**Exercise task:**
Carry on the forum thread below about retrieving Japanese characters through VoltDB's JSON interface, picking up right after its last line.

**Selected text:**

++++++

Forum: Building VoltDB Clients

Post: Unable to retrieve non-Latin characters via JSON

Unable to retrieve non-Latin characters via JSON
jhugg
Jul 22, 2010
I don't think this is something we tested and I apologize. I've created a ticket and will try to get it tested and fixed for our next release.
https://issues.voltdb.com/browse/ENG-666
Let us know how much this is holding you up and we'll factor that into our timing.
-John
Unable to retrieve non-Latin characters via JSON
junjun
Jul 22, 2010
It's me again. This time, I'm not sure if I'm doing something wrong.
I try to insert some Japanese characters via the JSON interface but I can't get them back out again.
Say, using the example Hello World db, I call the Insert procedure using curl:
curl -i -H"content-type: text/plain; charset=utf-8" "http://localhost:8080/api/1.0/?Procedure=Insert&Parameters=%5B%22%5Cu3053%5Cu3093%5Cu306b%5Cu3061%5Cu306f%22%2C%22%5Cu4e16%5Cu754c%22%2C%22Japanese%22%5D"
This returns ok. And using a Ruby wire protocol client I wrote, I can select that row and see the Japanese characters perfectly.
But when I try to retrieve it using the JSON interface such as here:
curl -i -H"content-type: text/plain; charset=utf-8" "http://localhost:8080/api/1.0/?Procedure=Select&Parameters=%5B%22Japanese%22%5D"

++++++

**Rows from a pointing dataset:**
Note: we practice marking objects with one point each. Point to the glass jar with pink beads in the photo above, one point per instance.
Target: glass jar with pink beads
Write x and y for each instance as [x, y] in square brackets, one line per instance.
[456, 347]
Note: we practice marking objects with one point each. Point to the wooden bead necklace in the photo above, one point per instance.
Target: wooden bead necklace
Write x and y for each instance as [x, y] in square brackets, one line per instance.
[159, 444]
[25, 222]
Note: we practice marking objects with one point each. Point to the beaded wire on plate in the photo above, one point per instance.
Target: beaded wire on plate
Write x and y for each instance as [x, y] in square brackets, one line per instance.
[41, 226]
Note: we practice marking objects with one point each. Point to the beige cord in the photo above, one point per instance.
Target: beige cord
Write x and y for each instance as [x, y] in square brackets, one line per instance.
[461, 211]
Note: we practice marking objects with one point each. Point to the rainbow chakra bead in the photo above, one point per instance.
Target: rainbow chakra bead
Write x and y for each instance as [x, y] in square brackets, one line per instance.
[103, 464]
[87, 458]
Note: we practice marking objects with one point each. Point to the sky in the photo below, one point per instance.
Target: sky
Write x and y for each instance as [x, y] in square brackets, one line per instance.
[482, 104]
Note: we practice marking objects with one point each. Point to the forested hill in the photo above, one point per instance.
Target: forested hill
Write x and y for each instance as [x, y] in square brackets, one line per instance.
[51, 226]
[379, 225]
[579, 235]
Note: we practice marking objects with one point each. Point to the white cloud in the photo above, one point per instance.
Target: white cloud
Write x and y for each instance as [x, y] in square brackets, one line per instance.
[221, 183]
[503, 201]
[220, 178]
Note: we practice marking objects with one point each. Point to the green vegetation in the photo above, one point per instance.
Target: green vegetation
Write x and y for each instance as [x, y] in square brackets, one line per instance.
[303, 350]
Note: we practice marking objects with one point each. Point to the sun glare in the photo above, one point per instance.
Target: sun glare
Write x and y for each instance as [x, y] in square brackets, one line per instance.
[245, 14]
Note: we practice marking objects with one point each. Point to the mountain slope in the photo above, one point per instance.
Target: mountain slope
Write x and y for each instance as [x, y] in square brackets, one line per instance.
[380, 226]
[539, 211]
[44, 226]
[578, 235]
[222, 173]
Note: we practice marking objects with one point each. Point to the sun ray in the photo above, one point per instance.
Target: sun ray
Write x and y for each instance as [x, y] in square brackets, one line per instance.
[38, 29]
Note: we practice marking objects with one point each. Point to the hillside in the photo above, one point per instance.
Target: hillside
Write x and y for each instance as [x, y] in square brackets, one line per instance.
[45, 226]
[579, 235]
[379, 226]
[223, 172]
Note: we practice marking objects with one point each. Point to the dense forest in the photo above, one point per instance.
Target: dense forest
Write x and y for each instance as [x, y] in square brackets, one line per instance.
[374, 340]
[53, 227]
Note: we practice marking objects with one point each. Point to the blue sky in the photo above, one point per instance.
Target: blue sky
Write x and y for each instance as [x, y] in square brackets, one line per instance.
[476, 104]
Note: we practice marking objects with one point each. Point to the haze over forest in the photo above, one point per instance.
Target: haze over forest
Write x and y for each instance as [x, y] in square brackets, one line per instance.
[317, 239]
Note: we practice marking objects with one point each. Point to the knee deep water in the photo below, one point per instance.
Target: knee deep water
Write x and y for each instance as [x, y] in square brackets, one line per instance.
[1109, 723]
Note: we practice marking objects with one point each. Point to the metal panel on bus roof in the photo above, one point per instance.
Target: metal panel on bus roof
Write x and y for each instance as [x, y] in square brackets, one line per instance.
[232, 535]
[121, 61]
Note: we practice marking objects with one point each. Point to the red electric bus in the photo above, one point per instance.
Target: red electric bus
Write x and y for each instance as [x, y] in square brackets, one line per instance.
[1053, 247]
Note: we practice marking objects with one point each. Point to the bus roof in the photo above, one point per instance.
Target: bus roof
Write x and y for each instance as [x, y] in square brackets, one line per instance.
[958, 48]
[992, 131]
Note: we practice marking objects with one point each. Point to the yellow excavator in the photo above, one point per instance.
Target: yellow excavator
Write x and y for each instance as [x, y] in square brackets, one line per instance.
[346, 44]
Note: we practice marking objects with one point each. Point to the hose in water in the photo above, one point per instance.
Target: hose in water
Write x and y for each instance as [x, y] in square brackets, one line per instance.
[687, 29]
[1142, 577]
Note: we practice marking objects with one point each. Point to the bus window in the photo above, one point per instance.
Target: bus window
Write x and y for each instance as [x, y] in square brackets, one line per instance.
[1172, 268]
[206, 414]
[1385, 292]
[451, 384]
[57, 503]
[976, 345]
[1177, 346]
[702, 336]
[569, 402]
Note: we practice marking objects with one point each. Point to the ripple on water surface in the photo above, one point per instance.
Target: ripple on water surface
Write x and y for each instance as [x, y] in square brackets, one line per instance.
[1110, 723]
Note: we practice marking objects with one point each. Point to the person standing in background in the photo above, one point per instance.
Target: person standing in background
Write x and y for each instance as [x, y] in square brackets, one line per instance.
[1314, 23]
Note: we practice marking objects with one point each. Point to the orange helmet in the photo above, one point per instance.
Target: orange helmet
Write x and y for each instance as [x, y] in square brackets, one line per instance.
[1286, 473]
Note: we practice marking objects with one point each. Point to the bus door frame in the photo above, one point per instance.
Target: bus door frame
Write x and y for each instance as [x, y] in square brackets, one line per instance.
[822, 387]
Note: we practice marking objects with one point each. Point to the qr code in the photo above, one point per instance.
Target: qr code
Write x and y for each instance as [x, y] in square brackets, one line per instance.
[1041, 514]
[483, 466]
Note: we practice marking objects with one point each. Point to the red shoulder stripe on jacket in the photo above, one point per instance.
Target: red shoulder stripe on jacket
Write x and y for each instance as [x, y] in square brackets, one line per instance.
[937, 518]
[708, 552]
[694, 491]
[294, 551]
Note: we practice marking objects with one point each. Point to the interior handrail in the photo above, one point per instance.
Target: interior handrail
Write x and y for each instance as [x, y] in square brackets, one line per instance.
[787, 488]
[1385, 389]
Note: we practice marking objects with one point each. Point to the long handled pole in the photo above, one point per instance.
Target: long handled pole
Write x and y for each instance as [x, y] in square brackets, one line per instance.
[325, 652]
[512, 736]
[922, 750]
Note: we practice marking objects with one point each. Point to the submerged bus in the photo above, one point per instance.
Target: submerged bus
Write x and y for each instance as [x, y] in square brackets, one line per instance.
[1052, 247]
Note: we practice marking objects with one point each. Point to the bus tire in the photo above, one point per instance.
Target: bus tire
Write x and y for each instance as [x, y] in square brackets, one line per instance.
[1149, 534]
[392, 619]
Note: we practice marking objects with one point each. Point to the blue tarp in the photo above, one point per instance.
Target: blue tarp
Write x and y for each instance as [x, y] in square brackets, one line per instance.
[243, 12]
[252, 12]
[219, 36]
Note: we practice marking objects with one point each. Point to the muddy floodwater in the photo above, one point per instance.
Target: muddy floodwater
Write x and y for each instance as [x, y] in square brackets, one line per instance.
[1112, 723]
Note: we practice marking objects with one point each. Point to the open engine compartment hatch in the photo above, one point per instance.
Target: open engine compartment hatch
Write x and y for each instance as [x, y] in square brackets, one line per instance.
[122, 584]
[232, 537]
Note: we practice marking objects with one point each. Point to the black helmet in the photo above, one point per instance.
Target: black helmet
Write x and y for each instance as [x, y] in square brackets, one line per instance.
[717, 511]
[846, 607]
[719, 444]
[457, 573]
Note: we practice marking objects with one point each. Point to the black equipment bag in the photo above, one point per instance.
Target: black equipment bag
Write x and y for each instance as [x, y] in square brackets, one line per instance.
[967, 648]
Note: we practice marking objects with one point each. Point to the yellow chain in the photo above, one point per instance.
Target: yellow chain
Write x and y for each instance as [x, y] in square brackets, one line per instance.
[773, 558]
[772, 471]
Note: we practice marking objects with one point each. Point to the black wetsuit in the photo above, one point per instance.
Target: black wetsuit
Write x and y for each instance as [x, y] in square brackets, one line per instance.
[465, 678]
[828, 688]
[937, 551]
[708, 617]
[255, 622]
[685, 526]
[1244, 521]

++++++

**Result of this task:**
all I get are just question marks for those non-Latin characters.
HTTP/1.0 200 OK
Content-Type: text/plain
Date: Thu, 22 Jul 2010 15:21:47 GMT
{"status":1,"appstatus":-128,"statusstring":null,"appstatusstring":null,"exception":null,"results":[{"status":-128,"schema":[{"name":"HELLO","type":9},{"name":"WORLD","type":9}],"data":[["?????","??"]]}]}
Would like to know if anyone has made something like what I'm doing above work for their case.
Thanks like always!
Junjun
Thanks for the reply, John.
junjun
Jul 25, 2010
It's me again. This time, I'm not sure if I'm doing something wrong.
I try to insert some Japanese characters via the JSON interface but I can't get them back out again.
Say, using the example Hello World db, I call the Insert procedure using curl:
curl -i -H"content-type: text/plain; charset=utf-8" "http://localhost:8080/api/1.0/?Procedure=Insert&Parameters=%5B%22%5Cu3053%5Cu3093%5Cu306b%5Cu3061%5Cu306f%22%2C%22%5Cu4e16%5Cu754c%22%2C%22Japanese%22%5D"
This returns ok. And using a Ruby wire protocol client I wrote, I can select that row and see the Japanese characters perfectly.
But when I try to retrieve it using the JSON interface such as here:
curl -i -H"content-type: text/plain; charset=utf-8" "http://localhost:8080/api/1.0/?Procedure=Select&Parameters=%5B%22Japanese%22%5D"
all I get are just question marks for those non-Latin characters.
HTTP/1.0 200 OK
Content-Type: text/plain
Date: Thu, 22 Jul 2010 15:21:47 GMT
{"status":1,"appstatus":-128,"statusstring":null,"appstatusstring":null,"exception":null,"results":[{"status":-128,"schema":[{"name":"HELLO","type":9},{"name":"WORLD","type":9}],"data":[["?????","??"]]}]}
Would like to know if anyone has made something like what I'm doing above work for their case.
Thanks like always!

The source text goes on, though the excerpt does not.